## Given records
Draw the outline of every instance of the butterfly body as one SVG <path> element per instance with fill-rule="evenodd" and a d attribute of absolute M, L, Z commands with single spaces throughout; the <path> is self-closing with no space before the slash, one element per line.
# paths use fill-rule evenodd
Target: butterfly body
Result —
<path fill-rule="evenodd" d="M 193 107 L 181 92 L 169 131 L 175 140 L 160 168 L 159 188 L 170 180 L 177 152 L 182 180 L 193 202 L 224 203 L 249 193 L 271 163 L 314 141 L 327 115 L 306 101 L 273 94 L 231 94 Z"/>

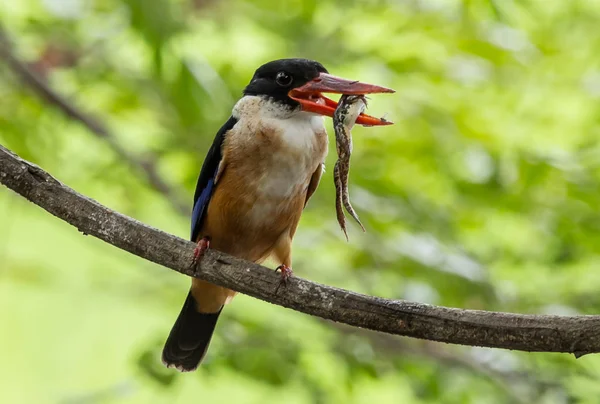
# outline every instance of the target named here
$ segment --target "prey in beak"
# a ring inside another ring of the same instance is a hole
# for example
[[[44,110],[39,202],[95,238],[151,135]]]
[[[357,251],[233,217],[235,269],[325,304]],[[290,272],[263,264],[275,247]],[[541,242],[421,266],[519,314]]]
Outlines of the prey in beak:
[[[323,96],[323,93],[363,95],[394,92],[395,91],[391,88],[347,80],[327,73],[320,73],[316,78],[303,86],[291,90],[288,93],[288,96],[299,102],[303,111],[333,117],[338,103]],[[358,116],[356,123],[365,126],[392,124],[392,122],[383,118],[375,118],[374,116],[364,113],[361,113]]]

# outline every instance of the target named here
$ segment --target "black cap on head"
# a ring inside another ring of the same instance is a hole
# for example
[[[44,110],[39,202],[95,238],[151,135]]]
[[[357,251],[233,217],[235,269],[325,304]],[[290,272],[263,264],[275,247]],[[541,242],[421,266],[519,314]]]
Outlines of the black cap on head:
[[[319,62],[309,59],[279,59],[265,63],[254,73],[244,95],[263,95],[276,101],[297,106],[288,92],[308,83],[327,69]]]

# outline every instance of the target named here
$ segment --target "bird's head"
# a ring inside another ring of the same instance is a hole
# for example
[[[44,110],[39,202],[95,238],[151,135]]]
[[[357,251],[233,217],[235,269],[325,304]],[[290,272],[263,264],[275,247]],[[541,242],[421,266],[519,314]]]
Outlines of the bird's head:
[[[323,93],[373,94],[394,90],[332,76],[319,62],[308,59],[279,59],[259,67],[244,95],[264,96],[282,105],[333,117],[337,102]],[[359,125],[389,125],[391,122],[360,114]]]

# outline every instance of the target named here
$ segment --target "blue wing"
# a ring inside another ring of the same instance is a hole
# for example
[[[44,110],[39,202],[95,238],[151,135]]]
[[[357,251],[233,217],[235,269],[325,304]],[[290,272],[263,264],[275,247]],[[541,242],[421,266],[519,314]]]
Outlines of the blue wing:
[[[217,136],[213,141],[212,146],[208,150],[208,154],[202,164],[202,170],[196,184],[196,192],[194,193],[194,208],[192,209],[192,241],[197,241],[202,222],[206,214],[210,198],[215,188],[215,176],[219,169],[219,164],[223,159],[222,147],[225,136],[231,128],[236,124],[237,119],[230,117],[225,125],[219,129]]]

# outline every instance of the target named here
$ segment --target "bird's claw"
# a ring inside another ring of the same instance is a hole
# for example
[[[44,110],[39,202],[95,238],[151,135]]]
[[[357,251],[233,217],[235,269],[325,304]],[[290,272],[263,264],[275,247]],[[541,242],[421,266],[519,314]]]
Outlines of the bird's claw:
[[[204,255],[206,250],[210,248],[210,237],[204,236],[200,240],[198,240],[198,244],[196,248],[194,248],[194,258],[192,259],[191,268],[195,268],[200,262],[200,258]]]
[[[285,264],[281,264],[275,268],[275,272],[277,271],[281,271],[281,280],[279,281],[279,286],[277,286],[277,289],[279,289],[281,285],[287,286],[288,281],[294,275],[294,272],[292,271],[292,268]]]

## What is expected
Above are the records; repeat them exactly, omitting every picture.

## Problem solution
Draw the outline of every instance of the butterfly body as one SVG <path> element per instance with fill-rule="evenodd" and a d attribute of absolute M, L, Z commands with single spaces throughout; the <path> is self-closing with no space before the slash, one element per line.
# paths use fill-rule evenodd
Target: butterfly body
Result —
<path fill-rule="evenodd" d="M 193 107 L 181 92 L 169 131 L 175 140 L 160 168 L 159 188 L 170 180 L 177 152 L 182 180 L 193 202 L 224 203 L 249 193 L 271 163 L 314 141 L 327 115 L 306 101 L 273 94 L 231 94 Z"/>

# outline every instance of the target named here
$ segment --target "prey in beak"
# a ring inside another ring of the same instance is a hole
# for example
[[[44,110],[39,202],[95,238],[151,135]]]
[[[357,251],[233,217],[235,269],[325,304]],[[290,272],[263,264],[275,247]],[[541,242],[421,266],[519,314]]]
Outlines of the prey in beak:
[[[323,96],[323,93],[363,95],[394,92],[395,91],[391,88],[347,80],[327,73],[320,73],[316,78],[303,86],[291,90],[288,93],[288,96],[299,102],[303,111],[333,117],[338,103]],[[358,116],[356,123],[365,126],[392,124],[392,122],[383,118],[375,118],[374,116],[364,113],[361,113]]]

# outline every instance of the target named here
$ segment --target "black cap on head"
# a ring inside another ring of the same instance is a hole
# for example
[[[44,110],[39,202],[95,238],[151,135]]]
[[[357,251],[233,217],[235,269],[325,304]],[[290,272],[263,264],[275,247]],[[541,242],[421,266],[519,314]]]
Outlines of the black cap on head:
[[[319,62],[309,59],[279,59],[265,63],[254,73],[244,95],[263,95],[276,101],[297,106],[288,92],[308,83],[327,69]]]

# outline every instance of the target named here
$ segment --target "bird's head"
# a ring inside another ring of the same instance is a hole
# for example
[[[44,110],[39,202],[95,238],[151,135]]]
[[[357,251],[233,217],[235,269],[325,304]],[[290,272],[263,264],[275,247]],[[541,242],[421,266],[519,314]]]
Outlines of the bird's head:
[[[323,93],[373,94],[394,90],[332,76],[319,62],[308,59],[279,59],[259,67],[244,95],[264,96],[282,105],[333,117],[337,102]],[[359,125],[389,125],[391,122],[360,114]]]

# outline every instance of the target named here
$ segment --target "blue wing"
# a ring inside another ring of the same instance is a hole
# for example
[[[44,110],[39,202],[95,238],[151,135]]]
[[[357,251],[233,217],[235,269],[325,304]],[[290,272],[263,264],[275,247]],[[541,242],[421,266],[519,314]]]
Outlines of the blue wing:
[[[217,136],[213,141],[212,146],[208,150],[208,154],[202,164],[202,170],[196,184],[196,192],[194,193],[194,208],[192,209],[192,241],[197,241],[202,222],[206,214],[210,198],[215,188],[215,176],[219,169],[219,164],[223,159],[222,147],[225,136],[231,128],[236,124],[237,119],[230,117],[225,125],[219,129]]]

# outline every instance of the target named here
$ segment --target "bird's claw"
# a ring inside another ring of the same instance is a hole
# for example
[[[44,110],[39,202],[95,238],[151,135]]]
[[[357,251],[233,217],[235,269],[325,304]],[[290,272],[263,264],[275,247]],[[541,242],[421,266],[519,314]]]
Outlines of the bird's claw:
[[[204,255],[206,250],[210,248],[210,237],[204,236],[200,240],[198,240],[198,244],[196,248],[194,248],[194,258],[192,259],[191,268],[195,268],[200,262],[200,258]]]
[[[285,264],[281,264],[275,268],[275,272],[277,271],[281,271],[281,280],[279,281],[279,286],[277,286],[277,289],[279,289],[281,285],[287,286],[288,281],[294,275],[294,272],[292,271],[292,268]]]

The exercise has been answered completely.